● Stated problem: Pick out each line in the records that contains the string "dome", and copy those lines.

Point labeling examples:
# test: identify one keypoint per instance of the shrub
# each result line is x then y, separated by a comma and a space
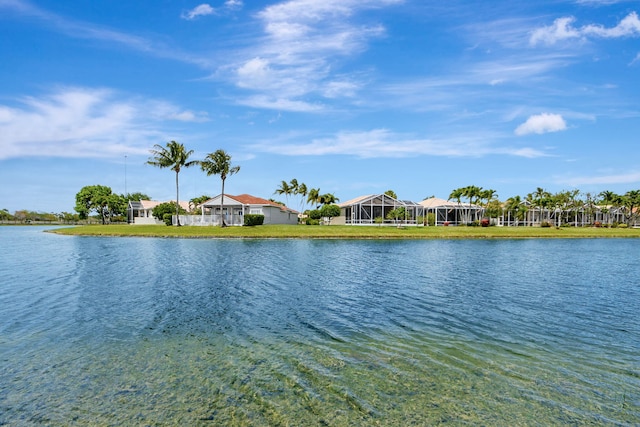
160, 210
253, 219
315, 214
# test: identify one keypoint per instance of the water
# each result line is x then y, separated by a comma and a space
139, 331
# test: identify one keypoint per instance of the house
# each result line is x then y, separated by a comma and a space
234, 209
448, 212
374, 209
141, 211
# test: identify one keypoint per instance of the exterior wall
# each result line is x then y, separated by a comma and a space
275, 215
146, 221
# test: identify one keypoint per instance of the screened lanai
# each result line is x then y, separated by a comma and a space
375, 209
451, 213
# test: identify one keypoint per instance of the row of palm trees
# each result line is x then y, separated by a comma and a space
558, 206
176, 157
308, 196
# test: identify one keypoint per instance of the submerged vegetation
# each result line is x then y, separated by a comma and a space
350, 232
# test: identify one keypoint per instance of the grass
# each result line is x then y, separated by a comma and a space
347, 232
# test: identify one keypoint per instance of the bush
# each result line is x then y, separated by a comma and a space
315, 214
160, 210
253, 219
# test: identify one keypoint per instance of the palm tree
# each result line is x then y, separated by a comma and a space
514, 206
173, 156
219, 163
313, 197
457, 195
285, 189
302, 192
608, 200
472, 193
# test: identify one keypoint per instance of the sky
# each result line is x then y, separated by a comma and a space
353, 97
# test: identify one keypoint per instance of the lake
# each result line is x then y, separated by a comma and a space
145, 331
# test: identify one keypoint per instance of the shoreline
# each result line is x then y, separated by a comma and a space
345, 232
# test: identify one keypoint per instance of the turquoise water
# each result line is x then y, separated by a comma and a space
140, 331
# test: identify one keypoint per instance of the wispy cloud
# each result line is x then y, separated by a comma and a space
84, 122
542, 123
604, 179
205, 9
88, 31
302, 44
200, 10
384, 143
563, 29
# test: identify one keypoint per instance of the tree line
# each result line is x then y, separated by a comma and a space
559, 206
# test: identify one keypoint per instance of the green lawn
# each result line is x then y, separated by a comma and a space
347, 232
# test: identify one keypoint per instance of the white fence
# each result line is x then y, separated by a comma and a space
209, 220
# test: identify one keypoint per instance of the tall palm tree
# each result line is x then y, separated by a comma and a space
472, 192
302, 192
173, 156
285, 188
313, 197
457, 195
219, 163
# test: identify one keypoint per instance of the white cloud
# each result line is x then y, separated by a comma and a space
562, 29
200, 10
383, 143
302, 45
84, 122
233, 4
625, 178
280, 104
542, 123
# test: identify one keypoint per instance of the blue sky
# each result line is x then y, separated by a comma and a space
353, 97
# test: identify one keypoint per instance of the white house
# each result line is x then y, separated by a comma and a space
140, 211
234, 209
374, 209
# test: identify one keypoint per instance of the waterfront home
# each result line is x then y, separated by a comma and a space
140, 212
236, 207
375, 209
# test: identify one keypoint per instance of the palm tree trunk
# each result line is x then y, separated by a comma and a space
222, 224
177, 202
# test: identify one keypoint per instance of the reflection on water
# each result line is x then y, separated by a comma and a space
107, 331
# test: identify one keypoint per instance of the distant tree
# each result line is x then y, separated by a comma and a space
515, 208
5, 215
328, 199
219, 163
313, 197
539, 199
99, 198
197, 201
330, 211
397, 214
135, 197
630, 203
175, 157
160, 210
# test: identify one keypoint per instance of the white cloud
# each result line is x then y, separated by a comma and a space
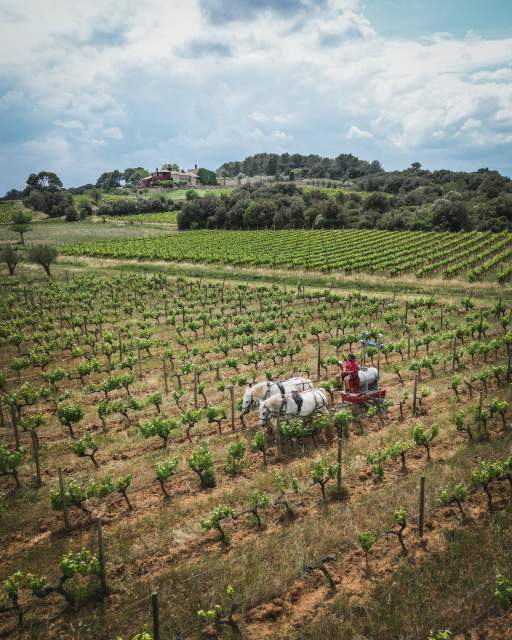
291, 80
356, 132
69, 124
471, 123
259, 116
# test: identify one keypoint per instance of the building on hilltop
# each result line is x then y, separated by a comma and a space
178, 178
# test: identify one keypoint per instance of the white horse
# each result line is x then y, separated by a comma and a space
255, 394
368, 379
286, 406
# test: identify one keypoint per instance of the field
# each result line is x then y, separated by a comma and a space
474, 255
178, 195
138, 371
55, 231
167, 217
8, 207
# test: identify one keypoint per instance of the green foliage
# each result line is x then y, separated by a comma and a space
448, 495
83, 562
74, 495
43, 255
446, 634
367, 539
85, 446
201, 462
503, 591
235, 457
423, 437
217, 514
400, 517
100, 489
69, 413
158, 426
166, 468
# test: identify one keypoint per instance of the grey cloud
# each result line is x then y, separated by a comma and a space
200, 48
335, 39
219, 11
98, 38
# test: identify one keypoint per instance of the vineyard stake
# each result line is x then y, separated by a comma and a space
62, 489
14, 422
101, 557
421, 521
138, 358
35, 453
166, 384
232, 398
415, 395
156, 616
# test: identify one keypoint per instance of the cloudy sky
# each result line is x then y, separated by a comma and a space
96, 85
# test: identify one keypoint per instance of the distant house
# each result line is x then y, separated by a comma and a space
182, 177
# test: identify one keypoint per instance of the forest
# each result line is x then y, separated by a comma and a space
438, 201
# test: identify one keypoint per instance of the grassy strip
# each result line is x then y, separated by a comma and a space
316, 281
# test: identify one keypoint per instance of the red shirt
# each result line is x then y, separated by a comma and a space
353, 380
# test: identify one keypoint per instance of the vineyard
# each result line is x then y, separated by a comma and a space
167, 217
121, 400
475, 255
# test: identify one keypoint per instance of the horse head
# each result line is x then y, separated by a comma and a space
247, 400
270, 407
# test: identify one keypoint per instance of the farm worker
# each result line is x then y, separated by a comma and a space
350, 371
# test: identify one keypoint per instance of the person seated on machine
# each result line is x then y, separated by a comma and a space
350, 370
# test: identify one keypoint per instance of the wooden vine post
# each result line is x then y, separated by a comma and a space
62, 489
155, 615
232, 399
35, 453
415, 395
166, 383
14, 422
138, 358
421, 519
101, 558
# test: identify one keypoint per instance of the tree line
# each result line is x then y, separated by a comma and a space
284, 205
296, 165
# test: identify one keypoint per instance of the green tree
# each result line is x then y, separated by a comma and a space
43, 255
21, 223
10, 257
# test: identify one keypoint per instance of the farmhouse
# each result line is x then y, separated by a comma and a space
182, 177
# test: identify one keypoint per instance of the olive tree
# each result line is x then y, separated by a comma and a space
43, 255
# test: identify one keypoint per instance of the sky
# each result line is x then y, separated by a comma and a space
87, 87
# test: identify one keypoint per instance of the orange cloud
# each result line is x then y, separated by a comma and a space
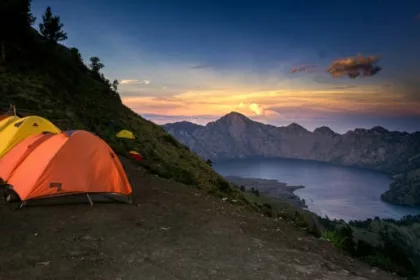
363, 99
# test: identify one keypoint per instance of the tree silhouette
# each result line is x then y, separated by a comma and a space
114, 85
51, 27
95, 64
15, 21
76, 54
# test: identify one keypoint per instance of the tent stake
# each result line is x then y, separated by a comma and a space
90, 200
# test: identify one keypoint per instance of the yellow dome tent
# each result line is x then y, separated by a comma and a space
21, 128
125, 134
6, 121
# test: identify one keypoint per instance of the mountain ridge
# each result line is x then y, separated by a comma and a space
376, 128
236, 136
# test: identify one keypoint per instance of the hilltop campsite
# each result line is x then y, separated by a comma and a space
92, 190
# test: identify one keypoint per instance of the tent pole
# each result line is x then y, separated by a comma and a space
90, 200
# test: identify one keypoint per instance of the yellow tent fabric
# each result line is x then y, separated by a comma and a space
125, 134
21, 128
6, 121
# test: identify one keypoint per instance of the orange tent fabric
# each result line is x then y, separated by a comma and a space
70, 162
19, 152
135, 155
2, 117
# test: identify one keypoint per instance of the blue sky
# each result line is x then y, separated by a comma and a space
201, 59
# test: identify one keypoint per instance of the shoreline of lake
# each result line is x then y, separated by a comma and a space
271, 187
336, 192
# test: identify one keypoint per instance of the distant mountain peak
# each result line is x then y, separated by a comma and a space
296, 127
235, 114
324, 130
379, 129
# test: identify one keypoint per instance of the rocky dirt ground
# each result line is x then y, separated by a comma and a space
171, 231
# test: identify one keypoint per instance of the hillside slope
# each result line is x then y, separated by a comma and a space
236, 136
173, 232
51, 81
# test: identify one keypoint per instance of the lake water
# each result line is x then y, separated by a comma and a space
338, 192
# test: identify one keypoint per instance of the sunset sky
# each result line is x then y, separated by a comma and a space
198, 60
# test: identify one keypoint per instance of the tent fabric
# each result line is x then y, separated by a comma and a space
21, 128
135, 155
6, 121
63, 165
2, 117
19, 152
125, 134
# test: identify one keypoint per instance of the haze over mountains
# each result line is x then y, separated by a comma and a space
235, 136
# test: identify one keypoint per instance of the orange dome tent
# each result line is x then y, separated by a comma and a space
71, 162
135, 155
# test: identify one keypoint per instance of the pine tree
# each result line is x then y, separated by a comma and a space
15, 21
95, 64
114, 85
51, 27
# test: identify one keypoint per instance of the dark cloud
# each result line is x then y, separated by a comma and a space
202, 66
354, 66
351, 67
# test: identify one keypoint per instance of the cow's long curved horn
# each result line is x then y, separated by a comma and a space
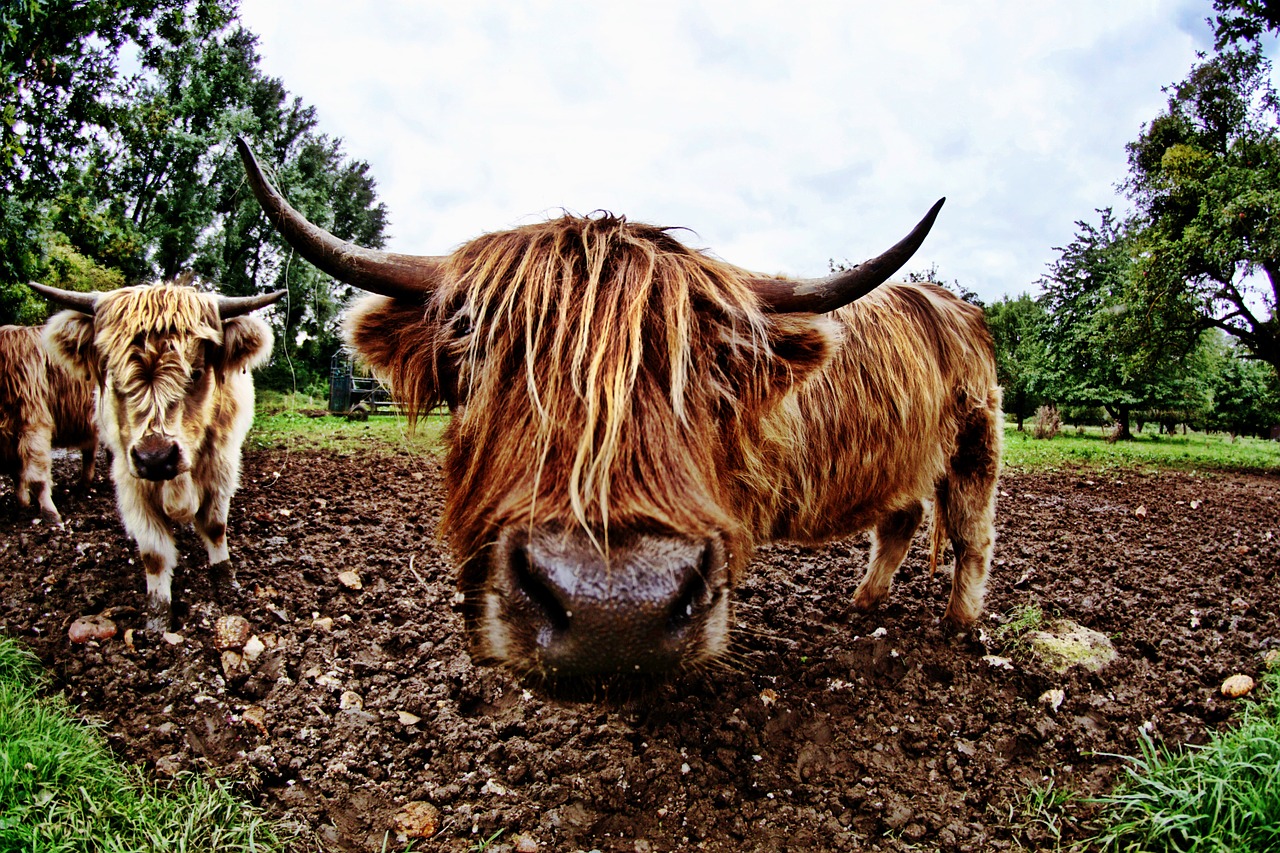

● Answer to the exercise:
# test: identify one keypoint per instance of the yellow dome tent
# test: identify one keypoint per instance of the orange dome tent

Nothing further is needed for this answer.